### GIVEN REQUEST
Copy the items below word for word, starting at the line that contains "Labeling rule: each instance of the silver" and continuing through the last line of the items, with both of those lines included.

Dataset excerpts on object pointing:
..............................

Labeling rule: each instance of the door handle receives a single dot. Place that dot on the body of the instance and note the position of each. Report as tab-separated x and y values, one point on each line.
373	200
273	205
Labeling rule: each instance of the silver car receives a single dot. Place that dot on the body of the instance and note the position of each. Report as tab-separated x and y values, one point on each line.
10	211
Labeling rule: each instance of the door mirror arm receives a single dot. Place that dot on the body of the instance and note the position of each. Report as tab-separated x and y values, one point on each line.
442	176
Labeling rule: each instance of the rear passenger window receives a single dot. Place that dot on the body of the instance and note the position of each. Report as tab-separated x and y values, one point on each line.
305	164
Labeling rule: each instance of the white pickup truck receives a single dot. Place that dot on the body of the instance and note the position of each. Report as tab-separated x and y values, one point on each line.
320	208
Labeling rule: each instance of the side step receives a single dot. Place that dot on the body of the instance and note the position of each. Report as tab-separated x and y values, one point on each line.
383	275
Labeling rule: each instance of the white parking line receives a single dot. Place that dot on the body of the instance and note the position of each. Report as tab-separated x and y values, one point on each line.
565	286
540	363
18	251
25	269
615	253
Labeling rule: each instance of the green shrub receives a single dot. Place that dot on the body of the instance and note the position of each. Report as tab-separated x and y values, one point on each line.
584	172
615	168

..............................

### WRITTEN SOLUTION
Labeling rule: each instance of the silver car receives a single dot. Place that dot on the body of the instance and note the position of each. Report as tab-separated x and y values, one point on each line.
10	211
Labeling rule: each instance of the door mirror arm receives a single dot. Place that dot on the body of the instance and note the position of each. Report as tab-separated x and y values, one point on each line.
442	176
Labeling rule: each instance of the rear passenger window receives a single dot. Place that dot on the body of the instance and note the position of each. Report as tab-separated x and y values, one point on each line.
305	164
Labeling rule: each instance of the white pickup truck receives a single dot. Place that dot on the body of the instance and note the position of each. Report as tab-separated x and y values, one point on each line.
320	208
Labeling rule: each instance of the side step receives a single dot. Place that dot on the body of the instance and note the position of each. Report as tab-separated x and y values, one point on each line.
383	275
Labeling rule: each instance of the white parking line receives a single dot. Place that dot on the body of the instance and note the position of each. Report as tab-separated x and y values, one point on each line.
565	286
540	363
18	251
25	269
615	253
Labeling rule: each instance of the green shrub receives a single dot. Place that dot on the body of the instance and note the position of each. Report as tab-separated x and y values, one point on each line.
584	172
615	168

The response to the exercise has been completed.